TASK ITEM => Please copy each line of the records below that includes the word "reflection".
=== Begin Enclosure ===
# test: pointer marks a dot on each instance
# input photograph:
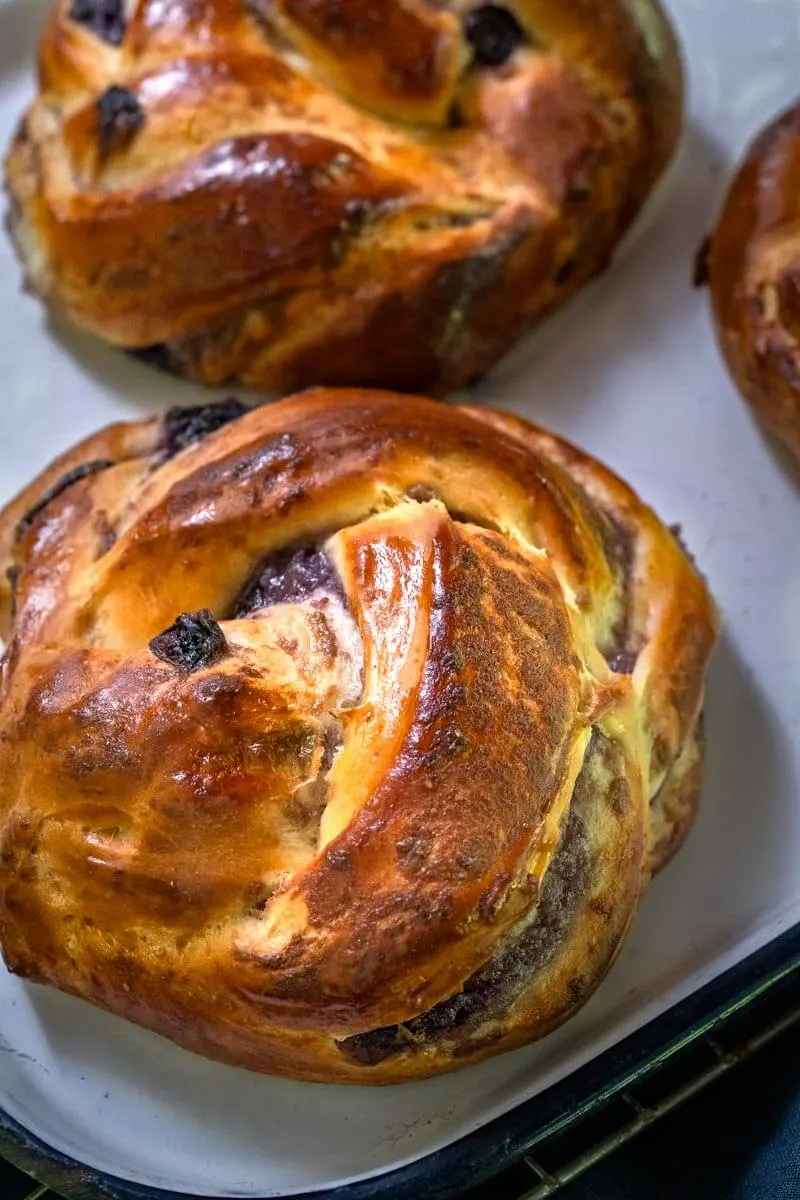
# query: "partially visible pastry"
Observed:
(293, 192)
(753, 270)
(340, 738)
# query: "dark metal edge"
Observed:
(497, 1145)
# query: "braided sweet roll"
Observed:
(295, 192)
(752, 263)
(340, 738)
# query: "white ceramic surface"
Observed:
(631, 372)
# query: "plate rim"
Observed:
(492, 1147)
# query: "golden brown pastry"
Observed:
(341, 742)
(294, 192)
(753, 267)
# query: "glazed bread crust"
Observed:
(298, 192)
(383, 801)
(755, 277)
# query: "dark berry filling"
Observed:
(494, 34)
(61, 485)
(185, 426)
(194, 642)
(106, 18)
(289, 575)
(120, 118)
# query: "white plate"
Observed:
(632, 373)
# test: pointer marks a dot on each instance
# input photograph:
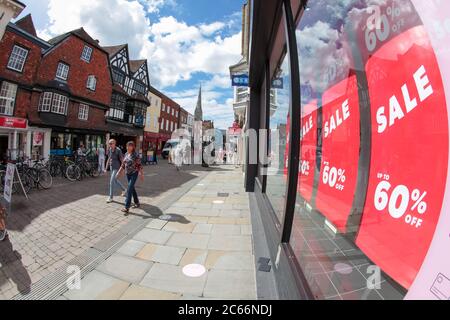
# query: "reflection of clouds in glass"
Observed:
(323, 58)
(283, 98)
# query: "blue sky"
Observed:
(187, 42)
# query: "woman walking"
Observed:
(132, 167)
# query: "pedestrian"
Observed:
(115, 158)
(132, 167)
(81, 152)
(3, 231)
(101, 154)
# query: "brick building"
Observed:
(72, 92)
(126, 117)
(20, 55)
(170, 113)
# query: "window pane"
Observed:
(278, 136)
(374, 114)
(17, 59)
(7, 98)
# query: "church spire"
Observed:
(198, 109)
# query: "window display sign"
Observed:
(409, 159)
(308, 153)
(340, 152)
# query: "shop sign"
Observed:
(409, 161)
(38, 139)
(15, 123)
(340, 152)
(240, 80)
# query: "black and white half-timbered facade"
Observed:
(127, 113)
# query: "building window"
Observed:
(118, 77)
(86, 54)
(59, 104)
(7, 98)
(17, 58)
(91, 83)
(62, 72)
(83, 112)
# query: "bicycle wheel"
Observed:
(45, 179)
(73, 173)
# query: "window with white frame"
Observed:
(17, 58)
(46, 102)
(59, 104)
(7, 98)
(91, 83)
(63, 71)
(86, 55)
(83, 112)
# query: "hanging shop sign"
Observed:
(241, 80)
(340, 152)
(308, 156)
(409, 162)
(16, 123)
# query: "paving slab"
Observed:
(136, 292)
(161, 254)
(153, 236)
(230, 284)
(171, 278)
(98, 286)
(230, 243)
(131, 248)
(125, 268)
(189, 240)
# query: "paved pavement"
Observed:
(209, 225)
(54, 227)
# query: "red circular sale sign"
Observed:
(340, 152)
(409, 155)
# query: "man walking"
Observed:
(115, 158)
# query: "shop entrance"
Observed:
(3, 148)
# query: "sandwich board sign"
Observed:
(11, 173)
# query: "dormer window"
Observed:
(86, 55)
(62, 72)
(91, 83)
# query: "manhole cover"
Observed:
(223, 195)
(168, 217)
(194, 270)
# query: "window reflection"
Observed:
(373, 112)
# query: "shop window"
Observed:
(83, 112)
(86, 54)
(8, 93)
(278, 139)
(91, 83)
(17, 58)
(59, 104)
(62, 72)
(374, 113)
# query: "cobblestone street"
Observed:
(53, 228)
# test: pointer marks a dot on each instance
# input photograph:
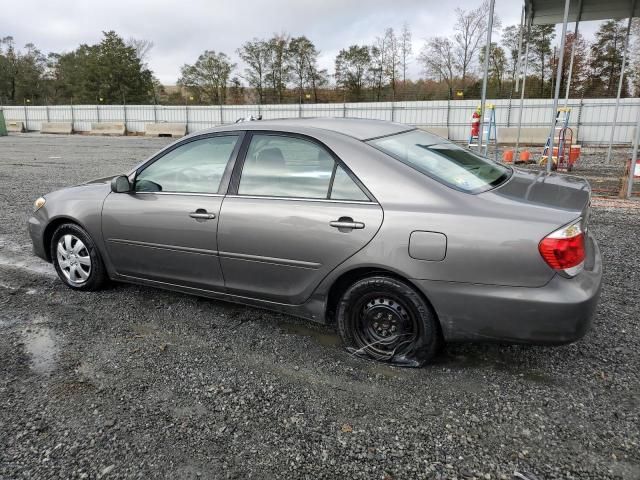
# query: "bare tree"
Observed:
(352, 68)
(279, 69)
(438, 60)
(391, 57)
(208, 77)
(255, 54)
(406, 49)
(471, 30)
(142, 48)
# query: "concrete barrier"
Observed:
(108, 128)
(528, 135)
(56, 127)
(165, 129)
(440, 131)
(15, 126)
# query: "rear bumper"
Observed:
(559, 312)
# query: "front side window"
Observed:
(445, 162)
(194, 167)
(281, 166)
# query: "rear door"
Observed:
(294, 212)
(165, 230)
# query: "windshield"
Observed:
(443, 161)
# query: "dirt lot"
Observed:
(133, 382)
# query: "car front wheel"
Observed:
(385, 319)
(77, 261)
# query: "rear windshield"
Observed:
(443, 161)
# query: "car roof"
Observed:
(358, 128)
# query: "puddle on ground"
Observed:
(324, 338)
(29, 264)
(40, 343)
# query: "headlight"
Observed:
(38, 204)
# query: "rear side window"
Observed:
(282, 166)
(445, 162)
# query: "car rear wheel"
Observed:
(385, 319)
(77, 261)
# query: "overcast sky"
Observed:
(181, 30)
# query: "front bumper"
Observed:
(36, 232)
(559, 312)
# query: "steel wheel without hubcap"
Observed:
(384, 327)
(74, 259)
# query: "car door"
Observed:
(293, 213)
(165, 229)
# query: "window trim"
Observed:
(234, 184)
(226, 175)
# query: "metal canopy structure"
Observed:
(552, 12)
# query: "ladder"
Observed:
(488, 131)
(560, 130)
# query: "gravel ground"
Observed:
(133, 382)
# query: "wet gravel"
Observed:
(133, 382)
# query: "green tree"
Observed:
(353, 67)
(22, 73)
(497, 65)
(510, 40)
(438, 61)
(606, 59)
(208, 78)
(110, 70)
(540, 37)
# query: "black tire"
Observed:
(95, 272)
(388, 320)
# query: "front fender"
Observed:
(81, 205)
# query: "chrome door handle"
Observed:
(202, 214)
(346, 223)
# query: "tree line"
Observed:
(286, 69)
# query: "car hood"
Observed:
(551, 190)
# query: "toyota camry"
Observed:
(400, 238)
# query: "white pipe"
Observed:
(487, 53)
(621, 82)
(557, 92)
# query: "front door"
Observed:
(297, 214)
(165, 230)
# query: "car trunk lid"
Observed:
(550, 190)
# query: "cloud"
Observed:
(181, 31)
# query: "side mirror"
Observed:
(121, 184)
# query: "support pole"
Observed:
(487, 53)
(573, 53)
(621, 82)
(634, 157)
(517, 67)
(557, 90)
(524, 81)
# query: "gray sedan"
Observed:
(399, 237)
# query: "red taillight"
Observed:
(564, 249)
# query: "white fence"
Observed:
(591, 119)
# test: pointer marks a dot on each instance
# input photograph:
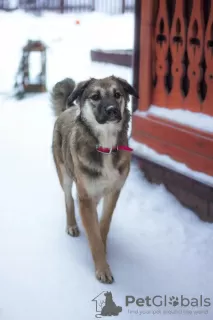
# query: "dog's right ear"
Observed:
(78, 91)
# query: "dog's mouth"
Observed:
(109, 115)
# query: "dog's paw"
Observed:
(73, 231)
(104, 275)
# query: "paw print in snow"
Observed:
(174, 301)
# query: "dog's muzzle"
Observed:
(112, 113)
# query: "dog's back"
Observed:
(59, 95)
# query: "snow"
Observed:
(155, 246)
(143, 150)
(195, 120)
(68, 43)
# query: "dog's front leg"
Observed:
(90, 221)
(109, 205)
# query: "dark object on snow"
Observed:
(23, 83)
(118, 57)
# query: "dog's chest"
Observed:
(110, 178)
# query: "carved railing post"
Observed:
(195, 40)
(208, 50)
(160, 93)
(177, 47)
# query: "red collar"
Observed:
(114, 149)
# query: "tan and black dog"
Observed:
(90, 148)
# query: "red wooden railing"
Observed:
(176, 71)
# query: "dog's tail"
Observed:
(59, 95)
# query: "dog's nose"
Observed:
(112, 112)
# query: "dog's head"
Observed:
(102, 100)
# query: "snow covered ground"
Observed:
(155, 247)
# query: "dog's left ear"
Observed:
(78, 91)
(127, 87)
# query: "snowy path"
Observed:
(156, 246)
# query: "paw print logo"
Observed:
(173, 301)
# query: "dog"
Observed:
(90, 148)
(110, 308)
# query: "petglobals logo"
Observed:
(165, 301)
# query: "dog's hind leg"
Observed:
(109, 205)
(67, 182)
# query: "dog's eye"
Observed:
(95, 97)
(117, 95)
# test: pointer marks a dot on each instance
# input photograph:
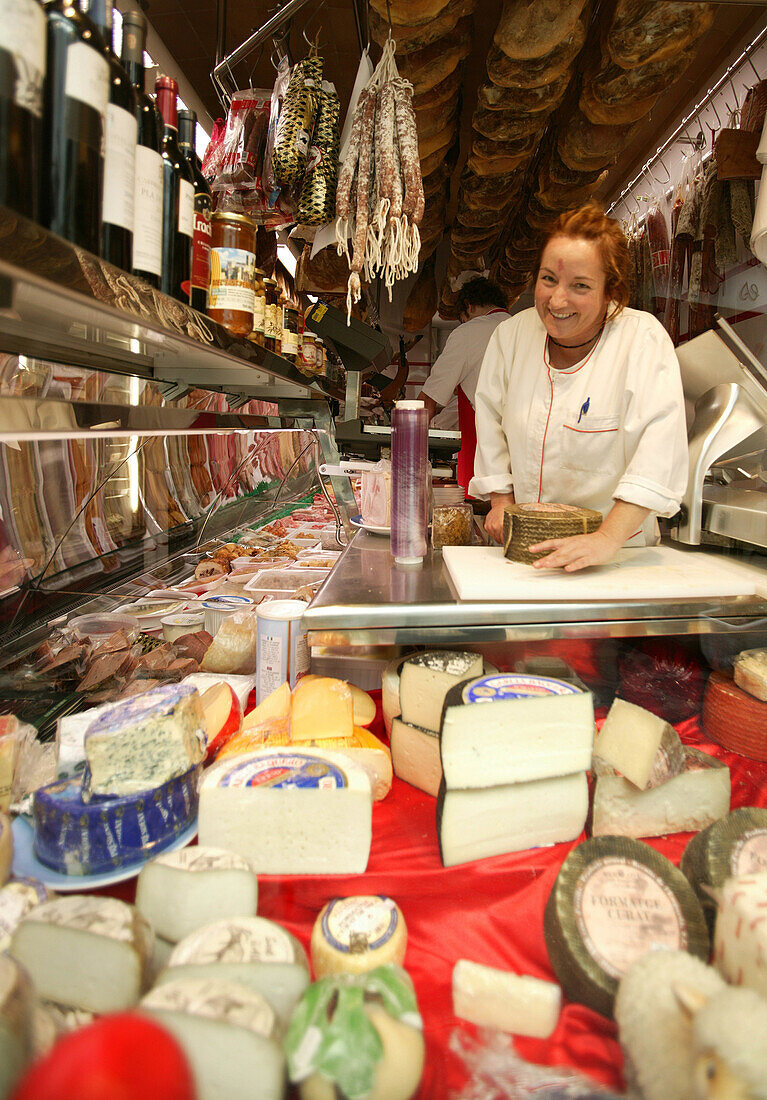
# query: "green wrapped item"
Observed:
(296, 123)
(332, 1035)
(317, 199)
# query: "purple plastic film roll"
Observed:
(409, 482)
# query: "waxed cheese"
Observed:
(512, 1002)
(181, 891)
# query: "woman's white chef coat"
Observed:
(612, 427)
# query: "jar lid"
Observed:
(241, 218)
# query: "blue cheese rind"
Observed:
(143, 741)
(77, 837)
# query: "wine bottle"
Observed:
(178, 197)
(74, 125)
(22, 75)
(148, 208)
(204, 204)
(119, 158)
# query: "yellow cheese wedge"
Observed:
(276, 705)
(321, 708)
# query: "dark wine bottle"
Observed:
(74, 125)
(148, 210)
(22, 76)
(204, 205)
(178, 197)
(119, 157)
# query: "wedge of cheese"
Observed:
(86, 953)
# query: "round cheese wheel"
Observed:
(352, 935)
(733, 718)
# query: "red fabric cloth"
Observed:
(490, 911)
(464, 466)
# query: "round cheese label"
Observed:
(623, 910)
(749, 855)
(357, 924)
(286, 769)
(514, 685)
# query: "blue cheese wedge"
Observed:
(250, 950)
(229, 1034)
(143, 741)
(85, 952)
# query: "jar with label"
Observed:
(271, 312)
(308, 359)
(289, 334)
(260, 308)
(232, 272)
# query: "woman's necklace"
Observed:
(585, 342)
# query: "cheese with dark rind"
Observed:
(75, 837)
(689, 801)
(425, 680)
(528, 728)
(735, 845)
(474, 824)
(734, 718)
(613, 900)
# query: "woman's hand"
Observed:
(577, 551)
(493, 521)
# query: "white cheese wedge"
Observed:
(352, 935)
(250, 950)
(474, 824)
(686, 803)
(6, 848)
(529, 727)
(17, 1008)
(85, 952)
(639, 745)
(426, 679)
(229, 1034)
(141, 743)
(415, 757)
(179, 891)
(741, 933)
(289, 812)
(512, 1002)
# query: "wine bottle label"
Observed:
(22, 35)
(119, 167)
(200, 250)
(186, 208)
(87, 77)
(232, 272)
(148, 239)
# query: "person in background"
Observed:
(580, 399)
(481, 308)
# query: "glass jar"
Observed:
(308, 358)
(232, 272)
(289, 332)
(260, 307)
(451, 525)
(271, 310)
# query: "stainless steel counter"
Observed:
(368, 601)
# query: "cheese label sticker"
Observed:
(357, 924)
(749, 855)
(491, 689)
(286, 770)
(624, 910)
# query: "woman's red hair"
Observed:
(590, 223)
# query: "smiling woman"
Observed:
(580, 400)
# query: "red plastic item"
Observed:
(118, 1057)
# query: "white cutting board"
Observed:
(641, 573)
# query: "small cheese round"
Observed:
(352, 935)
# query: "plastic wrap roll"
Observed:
(526, 524)
(411, 477)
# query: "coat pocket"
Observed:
(594, 447)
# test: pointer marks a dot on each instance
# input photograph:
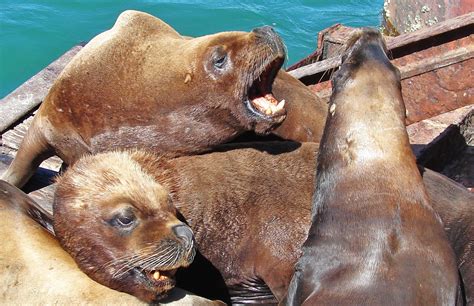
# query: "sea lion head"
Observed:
(232, 74)
(368, 77)
(121, 230)
(243, 67)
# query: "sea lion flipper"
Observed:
(18, 200)
(33, 150)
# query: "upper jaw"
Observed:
(259, 99)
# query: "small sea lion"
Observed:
(247, 250)
(118, 234)
(374, 238)
(221, 197)
(34, 269)
(142, 84)
(41, 272)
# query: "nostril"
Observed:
(184, 232)
(264, 30)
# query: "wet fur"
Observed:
(374, 237)
(34, 268)
(141, 84)
(85, 207)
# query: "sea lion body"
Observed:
(141, 84)
(374, 237)
(35, 269)
(226, 203)
(250, 208)
(120, 236)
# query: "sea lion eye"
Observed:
(220, 61)
(124, 219)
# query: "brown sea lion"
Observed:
(142, 84)
(35, 270)
(374, 238)
(248, 250)
(222, 198)
(119, 235)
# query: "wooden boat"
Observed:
(436, 65)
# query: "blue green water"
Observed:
(34, 33)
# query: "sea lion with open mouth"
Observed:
(249, 206)
(142, 84)
(374, 237)
(121, 230)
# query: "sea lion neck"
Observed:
(367, 114)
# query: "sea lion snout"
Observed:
(365, 46)
(269, 36)
(184, 233)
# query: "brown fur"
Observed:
(374, 237)
(306, 113)
(248, 250)
(141, 84)
(223, 199)
(34, 269)
(117, 233)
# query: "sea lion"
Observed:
(248, 195)
(120, 236)
(220, 196)
(142, 84)
(41, 272)
(34, 268)
(374, 238)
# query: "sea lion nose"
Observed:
(185, 233)
(265, 30)
(268, 35)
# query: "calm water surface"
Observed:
(34, 33)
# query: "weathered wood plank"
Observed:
(429, 64)
(31, 93)
(396, 42)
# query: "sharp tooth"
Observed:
(280, 105)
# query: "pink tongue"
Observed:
(264, 104)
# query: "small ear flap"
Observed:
(16, 199)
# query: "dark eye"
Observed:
(220, 61)
(124, 219)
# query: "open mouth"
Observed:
(260, 99)
(162, 280)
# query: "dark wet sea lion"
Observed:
(223, 199)
(226, 198)
(374, 238)
(306, 113)
(119, 235)
(142, 84)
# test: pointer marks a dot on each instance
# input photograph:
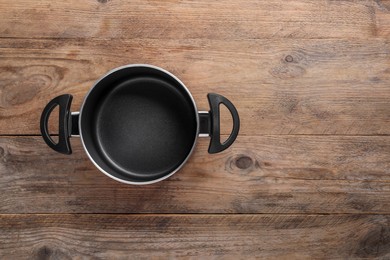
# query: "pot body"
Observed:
(138, 124)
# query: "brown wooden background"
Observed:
(308, 177)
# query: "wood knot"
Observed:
(244, 162)
(44, 253)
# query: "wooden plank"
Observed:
(194, 236)
(193, 19)
(263, 174)
(337, 87)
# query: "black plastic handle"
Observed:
(215, 143)
(63, 145)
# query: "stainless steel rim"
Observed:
(196, 116)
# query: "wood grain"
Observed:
(327, 87)
(264, 174)
(195, 19)
(194, 236)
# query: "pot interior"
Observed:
(138, 124)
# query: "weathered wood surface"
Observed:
(264, 174)
(224, 20)
(311, 80)
(292, 86)
(194, 236)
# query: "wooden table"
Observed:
(308, 177)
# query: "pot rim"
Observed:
(196, 116)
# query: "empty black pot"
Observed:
(138, 124)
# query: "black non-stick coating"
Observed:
(138, 124)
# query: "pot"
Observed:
(138, 124)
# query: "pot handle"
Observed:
(64, 132)
(215, 143)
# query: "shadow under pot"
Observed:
(138, 124)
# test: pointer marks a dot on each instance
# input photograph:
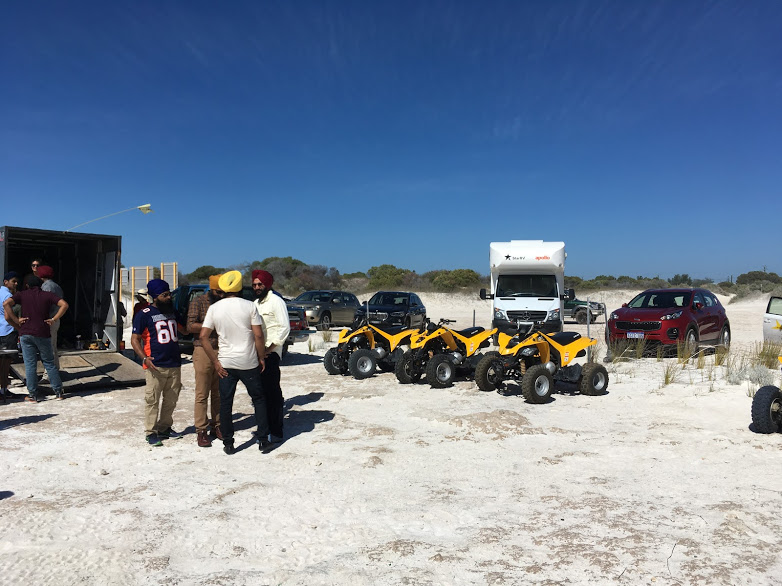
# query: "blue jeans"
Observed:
(32, 347)
(251, 379)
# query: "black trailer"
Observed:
(86, 266)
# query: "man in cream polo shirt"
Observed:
(240, 356)
(277, 327)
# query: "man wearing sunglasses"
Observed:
(156, 342)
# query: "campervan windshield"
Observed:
(527, 286)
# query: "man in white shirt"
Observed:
(241, 356)
(277, 327)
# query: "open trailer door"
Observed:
(86, 266)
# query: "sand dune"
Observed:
(382, 483)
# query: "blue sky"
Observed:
(646, 135)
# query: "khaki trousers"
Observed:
(54, 328)
(207, 387)
(165, 383)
=== End Enclosure ===
FINISHED TASK =>
# query: "reflection of clouds in glass"
# query: "window reflection"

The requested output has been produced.